• Short exercise a: Reproduce the section of the Green Pencil Club text below that runs from "The Science Behind" to "change their trajectory.".

• Source passage:
..........
The Science Behind
The Green Pencil Club
The Problem
34%
of children enter kindergarten without the foundational skills to learn to read.
Those who need the most resources are the least likely to receive it.
The Solution
The Green Pencil Club is a free, 9-episode early literacy series built on a simple premise: children are already watching television. If they just change the channel, we can change their trajectory.
How It Works
Every element of the series is intentional. Nothing is decoration.
Each episode teaches three letter sounds through a precise, repeating instructional architecture grounded in the science of reading and cognitive development research. Within a single episode, each sound is introduced through explicit modeling, reinforced through story, song, and tactile demonstration, practiced through call-and-response retrieval, applied to word families, and finally carried into sentence-level reading — all narrated by a child who invites young viewers to find a book of their own.
..........
• Listed records:
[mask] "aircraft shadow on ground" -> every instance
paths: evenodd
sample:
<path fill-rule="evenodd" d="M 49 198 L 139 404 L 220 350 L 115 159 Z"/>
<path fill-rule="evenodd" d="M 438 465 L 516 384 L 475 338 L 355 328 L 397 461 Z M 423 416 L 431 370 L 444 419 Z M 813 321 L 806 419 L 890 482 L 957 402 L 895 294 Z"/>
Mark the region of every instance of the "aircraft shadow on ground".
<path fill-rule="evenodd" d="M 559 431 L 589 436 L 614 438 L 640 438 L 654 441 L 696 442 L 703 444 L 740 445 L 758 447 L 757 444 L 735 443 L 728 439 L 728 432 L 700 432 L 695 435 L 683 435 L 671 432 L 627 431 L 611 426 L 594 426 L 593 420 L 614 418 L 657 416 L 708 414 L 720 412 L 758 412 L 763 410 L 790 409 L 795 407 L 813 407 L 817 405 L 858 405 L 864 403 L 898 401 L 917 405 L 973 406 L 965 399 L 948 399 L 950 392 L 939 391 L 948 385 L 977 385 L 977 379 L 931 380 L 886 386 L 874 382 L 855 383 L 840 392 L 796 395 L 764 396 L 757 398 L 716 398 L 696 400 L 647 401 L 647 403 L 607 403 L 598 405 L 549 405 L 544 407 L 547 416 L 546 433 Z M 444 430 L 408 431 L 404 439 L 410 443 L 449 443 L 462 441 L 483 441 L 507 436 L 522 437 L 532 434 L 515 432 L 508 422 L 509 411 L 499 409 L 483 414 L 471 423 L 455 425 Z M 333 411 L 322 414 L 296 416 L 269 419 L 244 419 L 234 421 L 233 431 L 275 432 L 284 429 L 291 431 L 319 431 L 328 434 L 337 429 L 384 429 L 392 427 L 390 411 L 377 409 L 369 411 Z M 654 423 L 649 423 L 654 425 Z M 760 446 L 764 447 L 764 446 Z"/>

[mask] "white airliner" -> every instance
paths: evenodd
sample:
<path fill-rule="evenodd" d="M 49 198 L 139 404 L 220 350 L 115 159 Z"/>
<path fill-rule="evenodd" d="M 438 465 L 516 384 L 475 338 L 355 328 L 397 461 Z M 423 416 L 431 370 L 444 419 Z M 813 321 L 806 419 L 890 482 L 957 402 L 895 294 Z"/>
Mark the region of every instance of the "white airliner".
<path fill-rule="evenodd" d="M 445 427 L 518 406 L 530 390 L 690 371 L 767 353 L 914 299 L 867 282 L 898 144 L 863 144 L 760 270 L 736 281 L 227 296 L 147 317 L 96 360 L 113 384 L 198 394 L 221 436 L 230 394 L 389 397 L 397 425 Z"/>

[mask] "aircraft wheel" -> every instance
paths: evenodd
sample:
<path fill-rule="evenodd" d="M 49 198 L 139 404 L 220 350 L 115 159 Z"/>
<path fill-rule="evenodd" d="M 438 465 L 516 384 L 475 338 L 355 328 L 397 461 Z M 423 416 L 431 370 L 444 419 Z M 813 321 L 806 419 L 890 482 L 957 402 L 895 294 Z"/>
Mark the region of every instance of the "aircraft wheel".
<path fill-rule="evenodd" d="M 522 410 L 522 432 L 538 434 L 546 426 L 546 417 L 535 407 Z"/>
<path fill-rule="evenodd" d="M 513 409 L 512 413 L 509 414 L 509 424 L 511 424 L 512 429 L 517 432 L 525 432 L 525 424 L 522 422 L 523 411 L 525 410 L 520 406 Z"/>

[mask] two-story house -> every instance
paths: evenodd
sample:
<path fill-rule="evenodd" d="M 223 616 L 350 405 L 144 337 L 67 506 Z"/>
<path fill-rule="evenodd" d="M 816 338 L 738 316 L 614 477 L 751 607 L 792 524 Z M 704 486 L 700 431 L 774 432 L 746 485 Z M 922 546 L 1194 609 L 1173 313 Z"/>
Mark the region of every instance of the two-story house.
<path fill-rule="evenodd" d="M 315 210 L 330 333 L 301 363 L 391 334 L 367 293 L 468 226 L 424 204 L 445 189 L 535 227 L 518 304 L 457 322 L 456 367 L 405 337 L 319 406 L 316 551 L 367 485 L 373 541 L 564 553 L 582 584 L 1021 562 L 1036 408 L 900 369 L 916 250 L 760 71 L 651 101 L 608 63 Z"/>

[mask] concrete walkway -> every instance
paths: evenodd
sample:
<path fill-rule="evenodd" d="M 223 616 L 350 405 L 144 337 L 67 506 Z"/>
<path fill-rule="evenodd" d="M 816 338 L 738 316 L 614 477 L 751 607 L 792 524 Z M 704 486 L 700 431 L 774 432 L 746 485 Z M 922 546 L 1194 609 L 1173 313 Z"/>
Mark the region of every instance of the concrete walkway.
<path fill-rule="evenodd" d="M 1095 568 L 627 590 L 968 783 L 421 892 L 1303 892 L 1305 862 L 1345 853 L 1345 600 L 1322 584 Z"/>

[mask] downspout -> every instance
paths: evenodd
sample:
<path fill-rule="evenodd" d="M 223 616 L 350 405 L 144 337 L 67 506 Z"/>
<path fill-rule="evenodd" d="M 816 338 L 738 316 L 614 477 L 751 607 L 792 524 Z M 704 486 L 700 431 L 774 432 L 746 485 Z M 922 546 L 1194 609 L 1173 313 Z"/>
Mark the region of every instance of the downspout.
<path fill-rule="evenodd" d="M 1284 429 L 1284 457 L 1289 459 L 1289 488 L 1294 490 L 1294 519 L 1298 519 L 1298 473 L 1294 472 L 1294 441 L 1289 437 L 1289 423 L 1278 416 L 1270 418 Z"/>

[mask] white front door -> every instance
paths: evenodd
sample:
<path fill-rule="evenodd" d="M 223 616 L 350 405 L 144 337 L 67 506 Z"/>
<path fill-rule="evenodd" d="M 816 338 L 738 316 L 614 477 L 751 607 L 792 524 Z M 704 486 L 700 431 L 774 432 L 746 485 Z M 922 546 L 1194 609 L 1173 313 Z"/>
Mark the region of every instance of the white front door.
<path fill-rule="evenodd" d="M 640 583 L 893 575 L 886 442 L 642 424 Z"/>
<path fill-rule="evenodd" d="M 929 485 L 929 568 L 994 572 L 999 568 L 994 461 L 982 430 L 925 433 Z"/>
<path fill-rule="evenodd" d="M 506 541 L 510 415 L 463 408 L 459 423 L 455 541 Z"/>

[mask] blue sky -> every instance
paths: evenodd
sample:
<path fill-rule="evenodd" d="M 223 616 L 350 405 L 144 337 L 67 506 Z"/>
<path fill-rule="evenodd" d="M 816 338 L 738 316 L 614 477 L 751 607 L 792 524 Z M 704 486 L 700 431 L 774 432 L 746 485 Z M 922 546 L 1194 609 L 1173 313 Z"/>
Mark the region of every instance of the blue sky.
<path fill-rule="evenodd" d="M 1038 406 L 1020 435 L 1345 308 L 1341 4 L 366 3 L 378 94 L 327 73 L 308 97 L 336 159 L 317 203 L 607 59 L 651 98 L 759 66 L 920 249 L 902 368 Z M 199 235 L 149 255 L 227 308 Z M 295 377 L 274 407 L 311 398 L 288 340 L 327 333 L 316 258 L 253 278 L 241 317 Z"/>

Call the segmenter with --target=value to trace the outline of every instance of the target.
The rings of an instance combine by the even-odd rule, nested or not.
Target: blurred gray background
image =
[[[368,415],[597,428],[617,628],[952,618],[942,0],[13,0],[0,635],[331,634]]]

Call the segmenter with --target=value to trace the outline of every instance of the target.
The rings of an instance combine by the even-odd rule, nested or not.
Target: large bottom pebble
..........
• Short exercise b: From the entries above, write out the lines from the line with "[mask] downspout -> every instance" to the line with "Mark the region of every instance of the downspout.", including both of those lines.

• Exercise answer a:
The Science Behind
The Green Pencil Club
The Problem
34%
of children enter kindergarten without the foundational skills to learn to read.
Those who need the most resources are the least likely to receive it.
The Solution
The Green Pencil Club is a free, 9-episode early literacy series built on a simple premise: children are already watching television. If they just change the channel, we can change their trajectory.

• Exercise answer b:
[mask] downspout -> every instance
paths: evenodd
sample:
<path fill-rule="evenodd" d="M 223 616 L 350 405 L 144 337 L 67 506 Z"/>
<path fill-rule="evenodd" d="M 816 338 L 738 316 L 614 477 L 751 607 L 792 524 Z M 704 486 L 700 431 L 774 432 L 746 485 Z M 922 546 L 1194 609 L 1173 313 Z"/>
Mark the region of every instance of the downspout.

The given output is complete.